───── Page excerpt
Question

A simple pendulum has a time period $T_1$ when it is on the earth's surface and $T_2$ when it is taken to a height $2R$ above the earth's surface, where $R$ is the radius of the earth. The value of $T_1/T_2$ is

• A. $1/9$
• B. $1/3$
• C. $\sqrt{3}$
• D. 9

Answer 1

Answer: (B)

As we know that, according to force of gravitation, at the surface of the earth for a simple pendulum of mass $m$
$mg=\frac{GMm}{R^2}$
where, $M$ is the mass of earth.
When it is taken to a height $h$, above the earth's surface, then
$m{g}^{\prime }=\frac{GMm}{(h+R{)}^2}$
From Eqs. (i) and (ii), we get
$g^{\prime }=g{\left(1+\frac{h}{R}\right)}^{-2}$
$=g{\left(1+\frac{2R}{R}\right)}^{-2}(\text{ given, }h=2R)$
$=g(3{)}^{-2}$
The time period of a simple pendulum is given by
$T=2\pi \sqrt{\frac{l}{g}}$
$\therefore$ Ratio of time period $T_1$ of a simple pendulum, when on the earth's surface and $T_2$ when on height $2R$ above
the earth's surface is $\frac{T_1}{T_2}=\sqrt{\frac{g^{\prime }}{g}}$
$\therefore \frac{T_1}{T_2}=\sqrt{\frac{g(3{)}^{-2}}{g}}=\sqrt{\frac{1}{3^2}}$
$\Rightarrow T_2=3T_1$
$\Rightarrow \frac{T_1}{T_2}=\frac{1}{3}$
──────────
───── Data extract
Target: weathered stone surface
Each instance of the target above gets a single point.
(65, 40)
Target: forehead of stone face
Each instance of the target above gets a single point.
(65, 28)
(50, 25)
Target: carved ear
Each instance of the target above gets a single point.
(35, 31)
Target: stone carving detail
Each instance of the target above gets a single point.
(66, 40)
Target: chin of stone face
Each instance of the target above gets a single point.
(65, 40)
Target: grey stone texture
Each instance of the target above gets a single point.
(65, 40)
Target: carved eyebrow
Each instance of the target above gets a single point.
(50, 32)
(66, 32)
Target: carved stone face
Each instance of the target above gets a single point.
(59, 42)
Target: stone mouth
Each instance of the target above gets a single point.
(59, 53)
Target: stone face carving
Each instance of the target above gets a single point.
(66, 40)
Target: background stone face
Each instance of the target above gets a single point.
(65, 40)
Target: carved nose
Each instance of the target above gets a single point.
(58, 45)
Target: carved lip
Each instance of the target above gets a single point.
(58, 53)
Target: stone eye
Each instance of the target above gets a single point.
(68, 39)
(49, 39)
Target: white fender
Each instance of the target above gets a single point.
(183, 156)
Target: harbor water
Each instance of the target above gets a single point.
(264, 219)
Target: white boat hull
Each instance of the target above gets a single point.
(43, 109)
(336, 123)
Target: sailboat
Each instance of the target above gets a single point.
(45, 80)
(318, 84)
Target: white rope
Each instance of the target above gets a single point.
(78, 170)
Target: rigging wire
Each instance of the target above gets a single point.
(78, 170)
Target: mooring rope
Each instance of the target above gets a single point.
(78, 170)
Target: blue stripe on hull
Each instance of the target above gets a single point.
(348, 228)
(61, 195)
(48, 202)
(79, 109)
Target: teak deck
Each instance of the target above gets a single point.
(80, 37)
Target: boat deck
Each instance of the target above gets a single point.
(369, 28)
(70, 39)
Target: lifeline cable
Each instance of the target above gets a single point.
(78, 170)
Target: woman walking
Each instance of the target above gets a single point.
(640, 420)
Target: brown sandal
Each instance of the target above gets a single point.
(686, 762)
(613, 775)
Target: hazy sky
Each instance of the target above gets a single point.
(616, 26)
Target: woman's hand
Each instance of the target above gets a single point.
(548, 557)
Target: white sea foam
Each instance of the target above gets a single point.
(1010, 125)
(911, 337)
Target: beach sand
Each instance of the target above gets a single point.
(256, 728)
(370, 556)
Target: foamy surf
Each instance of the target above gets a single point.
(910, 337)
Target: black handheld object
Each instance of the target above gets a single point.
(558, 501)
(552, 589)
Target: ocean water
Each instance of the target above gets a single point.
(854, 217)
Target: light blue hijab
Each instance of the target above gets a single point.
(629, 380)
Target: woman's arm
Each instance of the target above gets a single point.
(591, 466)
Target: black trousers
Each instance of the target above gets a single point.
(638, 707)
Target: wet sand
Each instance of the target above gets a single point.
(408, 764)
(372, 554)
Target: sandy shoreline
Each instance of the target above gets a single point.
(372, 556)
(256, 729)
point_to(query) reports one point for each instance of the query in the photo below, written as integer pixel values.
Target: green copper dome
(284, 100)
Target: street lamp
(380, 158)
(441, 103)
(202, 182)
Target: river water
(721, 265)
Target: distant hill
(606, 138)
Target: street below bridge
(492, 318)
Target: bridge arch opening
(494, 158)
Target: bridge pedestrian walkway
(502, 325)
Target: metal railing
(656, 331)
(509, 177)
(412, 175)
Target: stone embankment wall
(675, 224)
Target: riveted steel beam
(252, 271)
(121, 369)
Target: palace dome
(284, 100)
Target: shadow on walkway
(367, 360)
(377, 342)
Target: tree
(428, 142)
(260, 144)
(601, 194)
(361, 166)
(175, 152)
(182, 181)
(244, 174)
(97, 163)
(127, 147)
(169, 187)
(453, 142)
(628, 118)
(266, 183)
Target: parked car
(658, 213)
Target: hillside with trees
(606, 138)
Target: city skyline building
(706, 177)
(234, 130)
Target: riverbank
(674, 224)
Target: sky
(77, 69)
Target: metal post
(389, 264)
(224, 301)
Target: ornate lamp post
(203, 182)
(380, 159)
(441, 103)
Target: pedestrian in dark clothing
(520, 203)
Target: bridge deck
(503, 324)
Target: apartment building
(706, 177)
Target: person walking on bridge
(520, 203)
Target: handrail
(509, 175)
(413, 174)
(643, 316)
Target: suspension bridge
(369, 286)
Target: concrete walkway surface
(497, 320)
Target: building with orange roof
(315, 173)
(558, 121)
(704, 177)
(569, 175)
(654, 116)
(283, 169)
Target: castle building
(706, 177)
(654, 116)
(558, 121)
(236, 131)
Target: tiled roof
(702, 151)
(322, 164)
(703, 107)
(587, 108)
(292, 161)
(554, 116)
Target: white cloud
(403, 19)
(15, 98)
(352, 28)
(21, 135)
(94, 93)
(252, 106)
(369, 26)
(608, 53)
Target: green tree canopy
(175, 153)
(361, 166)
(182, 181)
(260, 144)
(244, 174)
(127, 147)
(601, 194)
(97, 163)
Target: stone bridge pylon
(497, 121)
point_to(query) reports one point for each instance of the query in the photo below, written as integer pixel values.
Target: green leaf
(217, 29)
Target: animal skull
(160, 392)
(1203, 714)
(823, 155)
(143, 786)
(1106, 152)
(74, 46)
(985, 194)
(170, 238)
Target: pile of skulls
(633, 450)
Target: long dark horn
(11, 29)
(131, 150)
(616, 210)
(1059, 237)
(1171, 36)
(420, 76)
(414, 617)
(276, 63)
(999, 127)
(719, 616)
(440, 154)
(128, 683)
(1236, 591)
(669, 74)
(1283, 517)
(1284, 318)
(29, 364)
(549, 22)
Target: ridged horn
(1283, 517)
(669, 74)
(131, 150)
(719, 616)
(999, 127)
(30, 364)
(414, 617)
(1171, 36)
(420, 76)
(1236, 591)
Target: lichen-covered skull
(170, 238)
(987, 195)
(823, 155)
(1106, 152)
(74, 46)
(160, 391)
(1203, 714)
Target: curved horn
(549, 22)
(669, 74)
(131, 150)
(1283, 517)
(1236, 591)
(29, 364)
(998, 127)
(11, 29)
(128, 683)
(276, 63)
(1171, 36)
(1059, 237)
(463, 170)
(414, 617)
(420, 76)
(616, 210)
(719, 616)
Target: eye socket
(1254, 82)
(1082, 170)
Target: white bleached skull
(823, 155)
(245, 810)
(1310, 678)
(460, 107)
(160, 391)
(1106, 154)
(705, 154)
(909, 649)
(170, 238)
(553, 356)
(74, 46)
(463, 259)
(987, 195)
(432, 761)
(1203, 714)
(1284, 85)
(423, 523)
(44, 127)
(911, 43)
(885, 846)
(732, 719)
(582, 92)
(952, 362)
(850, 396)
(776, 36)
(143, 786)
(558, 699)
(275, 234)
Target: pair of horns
──────────
### [Written task]
Reproduce verbatim the stretch of the pendulum problem above from "A simple pendulum has" through "mass of earth.".

### [The output]
A simple pendulum has a time period $T_1$ when it is on the earth's surface and $T_2$ when it is taken to a height $2R$ above the earth's surface, where $R$ is the radius of the earth. The value of $T_1/T_2$ is

• A. $1/9$
• B. $1/3$
• C. $\sqrt{3}$
• D. 9

Answer 1

Answer: (B)

As we know that, according to force of gravitation, at the surface of the earth for a simple pendulum of mass $m$
$mg=\frac{GMm}{R^2}$
where, $M$ is the mass of earth.